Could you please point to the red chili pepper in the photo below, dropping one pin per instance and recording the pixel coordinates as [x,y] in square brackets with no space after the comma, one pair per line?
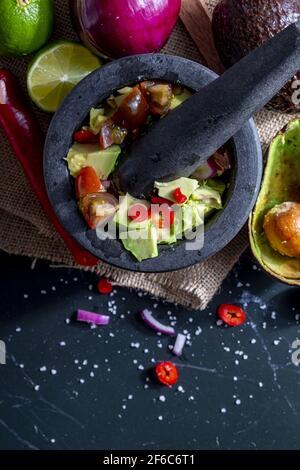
[27,141]
[138,213]
[179,197]
[84,136]
[232,315]
[161,200]
[162,217]
[167,373]
[104,286]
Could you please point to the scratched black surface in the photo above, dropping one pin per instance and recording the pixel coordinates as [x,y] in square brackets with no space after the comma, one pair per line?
[238,388]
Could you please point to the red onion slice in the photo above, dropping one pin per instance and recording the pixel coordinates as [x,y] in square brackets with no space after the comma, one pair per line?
[179,344]
[91,317]
[155,324]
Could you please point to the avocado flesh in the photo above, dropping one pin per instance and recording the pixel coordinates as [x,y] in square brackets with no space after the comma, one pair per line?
[103,161]
[240,26]
[281,183]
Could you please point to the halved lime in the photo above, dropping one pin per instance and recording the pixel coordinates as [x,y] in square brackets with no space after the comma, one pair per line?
[55,71]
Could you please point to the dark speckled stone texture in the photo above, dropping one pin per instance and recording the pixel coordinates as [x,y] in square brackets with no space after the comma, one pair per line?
[92,91]
[238,387]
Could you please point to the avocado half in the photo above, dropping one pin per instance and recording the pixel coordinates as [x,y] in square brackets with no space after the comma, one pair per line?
[240,26]
[281,183]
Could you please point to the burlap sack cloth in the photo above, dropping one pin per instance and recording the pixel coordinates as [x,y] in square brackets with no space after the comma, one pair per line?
[25,230]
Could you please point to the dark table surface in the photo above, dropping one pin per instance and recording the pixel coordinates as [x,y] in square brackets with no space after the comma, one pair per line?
[67,386]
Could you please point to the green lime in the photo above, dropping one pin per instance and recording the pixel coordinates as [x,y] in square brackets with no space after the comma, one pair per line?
[55,71]
[25,25]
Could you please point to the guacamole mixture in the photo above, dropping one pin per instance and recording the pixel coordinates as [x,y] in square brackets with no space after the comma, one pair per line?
[174,208]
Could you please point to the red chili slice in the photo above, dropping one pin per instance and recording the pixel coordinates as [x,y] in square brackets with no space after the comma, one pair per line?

=-=-=

AIM OF THE TASK:
Give the entries again without a single change, but with no pictures.

SOLVED EXERCISE:
Could you please point to the red chili pepper in the photo below, dropping one pin per instance and recording the pixel coordinates as [x,y] in square brackets with no space after the comma, one pair per line?
[27,141]
[138,213]
[179,197]
[84,136]
[232,315]
[161,200]
[162,217]
[167,373]
[104,286]
Could you please point to the scratched black surface in the photo above, dropping one pin per instance and recording the pixel coordinates as [x,y] in square brackets with no space after the comma, one pair per line?
[238,388]
Could you please point to the red onion slice in the photo above, dropping one pin per instance and recording the pixel coordinates as [x,y] in square brackets with no space after the comma, one pair per line?
[179,344]
[91,317]
[155,324]
Could you please point to the avocado flesh in the photo above, dropping one pin per instance and recording the pixel coordinates as [x,y] in square brackets with no space after the comma, one pair per line?
[103,161]
[240,26]
[281,183]
Could you please point to the halved lime in the photo above, dropping one pin per instance and recording the pixel coordinates as [x,y] in square brackets with no space after the comma, one pair per line?
[55,71]
Could you please point to the dark speckled stone texture in the photo above, dropping one pin per instance and recording the pixel coordinates as [x,y] in square brackets with no space after the comma, one pair per line?
[92,91]
[238,387]
Could you please point to the avocado half in the photo above, dropping one pin per instance and recording the pixel coordinates as [x,y] in square brackets with no space after the comma, one pair per line?
[240,26]
[281,183]
Could you please point to the burlap sack cloth in the photo above, dropping one pin per instance and recording the pixel coordinates as [x,y] in square brackets with no space after the comma, one pair per line?
[25,230]
Could you please point to the dark table surface in the photo above, dropping one pin per instance and recording the pixel coordinates as [x,y] in square brackets with no space after the comma, one pair per line?
[67,386]
Could you please point to the green lime in the photo above, dropping one pin per instance and recording the pixel coordinates as [x,y] in square brackets with no space after the comma, one pair per line?
[55,71]
[25,25]
Could you please point to the guacamole mixture in the photo above, dropping one pin per instance and recording the pixel coordinates as [x,y] in square brackets with no space after the comma, one pair per line?
[174,208]
Could you please point to the red chili slice in the photo above, dropping one pin per instance and recording the pixel coordinates as [x,y] in square brackets with no space after the comma, one pair per line?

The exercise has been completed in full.